Prompt:
Copy the lines below word for word, leaving out the pictures.

Records from an annotation dataset:

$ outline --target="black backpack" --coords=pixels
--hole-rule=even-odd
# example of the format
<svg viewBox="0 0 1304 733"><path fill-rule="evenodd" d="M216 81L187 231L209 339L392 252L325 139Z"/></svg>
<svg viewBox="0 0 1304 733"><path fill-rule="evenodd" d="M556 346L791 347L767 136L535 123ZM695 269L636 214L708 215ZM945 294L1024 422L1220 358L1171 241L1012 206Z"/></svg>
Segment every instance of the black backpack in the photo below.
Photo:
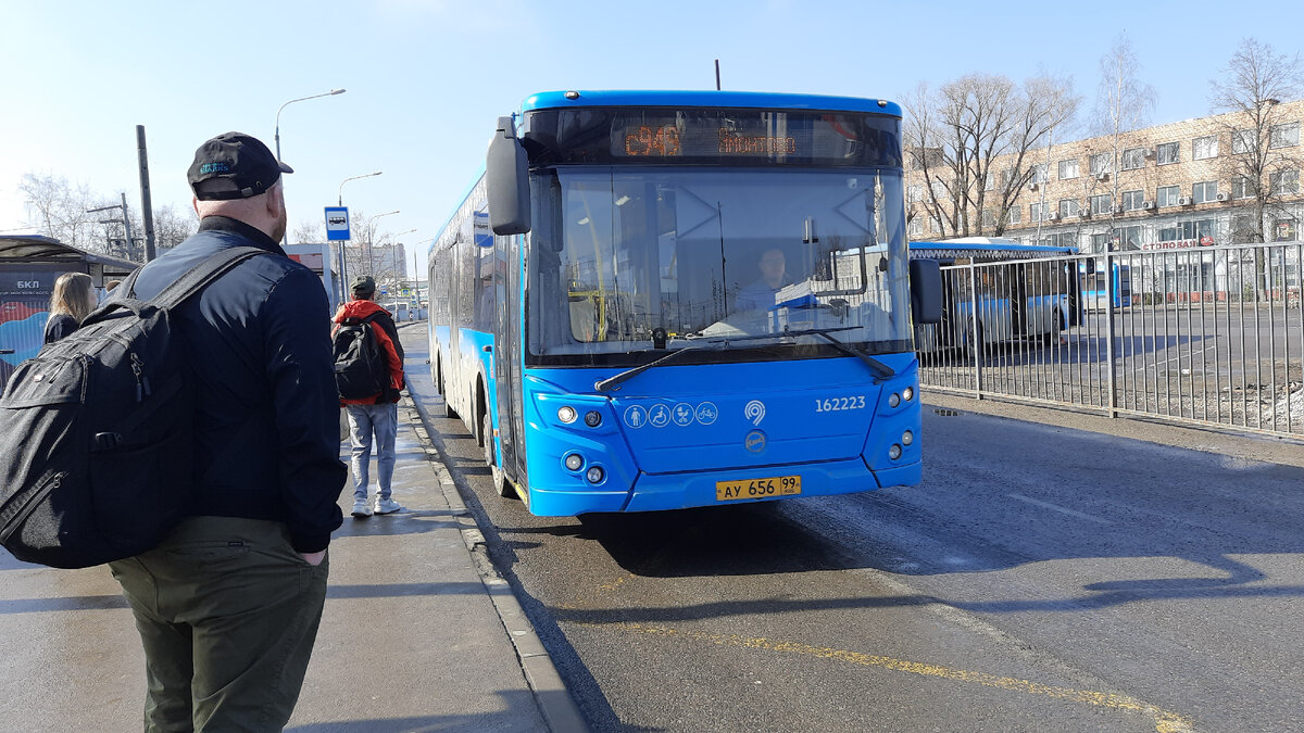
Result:
<svg viewBox="0 0 1304 733"><path fill-rule="evenodd" d="M265 250L239 247L156 297L123 297L22 363L0 395L0 544L53 567L156 546L194 483L193 378L172 310Z"/></svg>
<svg viewBox="0 0 1304 733"><path fill-rule="evenodd" d="M376 338L377 310L365 318L344 318L335 331L335 387L340 399L366 399L383 394L390 368Z"/></svg>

Final result:
$ outline --target="black backpack" --coords=pixels
--hole-rule=even-odd
# example of the format
<svg viewBox="0 0 1304 733"><path fill-rule="evenodd" d="M216 81L187 231L209 339L392 252L325 139Z"/></svg>
<svg viewBox="0 0 1304 733"><path fill-rule="evenodd" d="M556 346L791 347L767 136L535 123ZM695 269L636 214L708 215ZM945 294L1024 422L1220 358L1171 241L1012 206Z"/></svg>
Segment every instance of the black backpack in the photo below.
Photo:
Result:
<svg viewBox="0 0 1304 733"><path fill-rule="evenodd" d="M265 250L239 247L156 297L123 297L22 363L0 395L0 544L53 567L156 546L194 483L193 378L172 310Z"/></svg>
<svg viewBox="0 0 1304 733"><path fill-rule="evenodd" d="M376 338L377 310L365 318L344 318L335 331L335 387L340 399L366 399L383 394L390 368Z"/></svg>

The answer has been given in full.